For example, the first reduction rule may include a reduction ratio of 1/2 such that the cycle duration of the second DRX cycle is half the cycle duration of the first DRX cycle. Of course, the first reduction rule may also include other reduction scales, such as 1/3, 2/3, etc.

As another example, the first reduction rule may include a reduced number of subframes. The cycle duration of the second DRX cycle is obtained by reducing m subframes on the basis of the cycle duration of the first DRX cycle, where m is a positive integer.

The duration of the DRX on duration timer of the second DRX cycle is not specifically limited in the embodiment of the present application.

For example, the duration of the DRX-onDurationTimer corresponding to the second DRX cycle may be equal to the duration of the DRX-onDurationTimer corresponding to the first DRX cycle, that is, the embodiment of the present application may only shorten the cycle duration of the second DRX cycle, and the duration of the DRX-onDurationTimer corresponding to the second DRX cycle may continue the duration of the DRX-onDurationTimer corresponding to the first DRX cycle.

For another example, the duration of the DRX-onDurationTimer corresponding to the second DRX cycle may be obtained according to the second reduction rule on the basis of the duration of the DRX-onDurationTimer corresponding to the first DRX cycle. The second reduction rule is similar to the first reduction rule, and may refer to a reduction ratio or a reduced number of subframes. If the second reduction rule includes a reduction ratio of 1/2, the duration of the DRX-onDurationTimer corresponding to the second DRX cycle is half of the duration of the DRX-onDurationTimer corresponding to the first DRX cycle.

The terminal device may continue to detect downlink transmissions during a DRX-onDurationTimer of the second DRX cycle after switching to the second DRX cycle. There are two cases, one is that downlink transmission is detected in the second DRX cycle, and the other is that no downlink transmission is detected in the second DRX cycle.

If the terminal device detects downlink transmission in the second DRX cycle, the terminal device may remain on the second DRX cycle, and the terminal device may perform DRX cycle switching according to the existing switching conditions. For example, the terminal device may switch the second DRX cycle to the first target DRX cycle according to indication information sent by the network device, where the indication information may be, for example, long DRX command MAC CE. For another example, the terminal device may start a second timer when receiving the downlink transmission, and switch the second DRX cycle to the first target DRX cycle after the second timer expires, where the second timer may be, for example, a DRX-inactivity timer. The terminal device may switch to the first target DRX cycle after the DRX-inactivity timer times out.

To-do list
A – In the passage on DRX cycles, what may the indication information sent by the network device be?
B – Repeat word for word the portion of the passage on DRX cycles starting with "If the terminal" and going on through "timer times out.".
C – Write the next part of the passage on DRX cycles, beginning after its final sentence.

Data extract

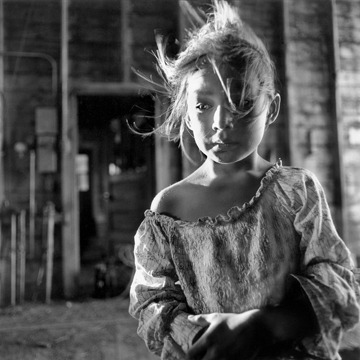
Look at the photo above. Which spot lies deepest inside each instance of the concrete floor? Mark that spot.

Outputs for the tasks
A – A long DRX command MAC CE.

B –
If the terminal device detects downlink transmission in the second DRX cycle, the terminal device may remain on the second DRX cycle, and the terminal device may perform DRX cycle switching according to the existing switching conditions. For example, the terminal device may switch the second DRX cycle to the first target DRX cycle according to indication information sent by the network device, where the indication information may be, for example, long DRX command MAC CE. For another example, the terminal device may start a second timer when receiving the downlink transmission, and switch the second DRX cycle to the first target DRX cycle after the second timer expires, where the second timer may be, for example, a DRX-inactivity timer. The terminal device may switch to the first target DRX cycle after the DRX-inactivity timer times out.

C –
The cycle duration of the first target DRX cycle may be greater than the second DRX cycle, and the first target DRX cycle may be, for example, the first DRX cycle, so that the terminal device may detect downlink transmission at a longer interval, which may save the power of the terminal device.

Optionally, the terminal device may also start a third timer after switching to the second DRX cycle, where the third timer may be used to determine the staying time duration of the terminal device in the second DRX cycle. The third timer may be, for example, drx-ShortCycleTimer. The terminal device may switch to a second target DRX cycle after the DRX-ShortCycleTimer times out, where the cycle duration of the second target DRX cycle is longer than the cycle duration of the second DRX cycle, and the second target DRX cycle may be a DRX long cycle or other DRX short cycles.

Optionally, the DRX-ShortCycleTimer in the unlicensed spectrum may be different from the DRX-ShortCycleTimer in the licensed spectrum, and for a terminal device that supports both the licensed spectrum and the unlicensed spectrum, two DRX-shortcycletimers may be configured for the terminal device, where one is used for DRX cycle switching in the unlicensed spectrum and the other is used for DRX cycle switching in the licensed spectrum.

Of course, the terminal device may also configure only one drx-ShortCycleTimer, and use the same drx-ShortCycleTimer in the licensed spectrum and the unlicensed spectrum.

The handover procedure of the DRX cycle of the terminal device is described in detail below with reference to fig. 5 and 6.

As shown in fig. 5, taking the first DRX cycle as the DRX long cycle and the second DRX cycle as the DRX short cycle as an example, assuming that the terminal device is currently in the first DRX cycle, the terminal device may start DRX-onDurationTimer according to the specification of equation 2, and detect downlink transmission within the DRX-onduration timer. If the terminal device does not detect any downlink transmission within the duration of the DRX-onDurationTimer of the n1 first DRX cycles, the terminal device may switch to the second DRX cycle, n1 being a positive integer.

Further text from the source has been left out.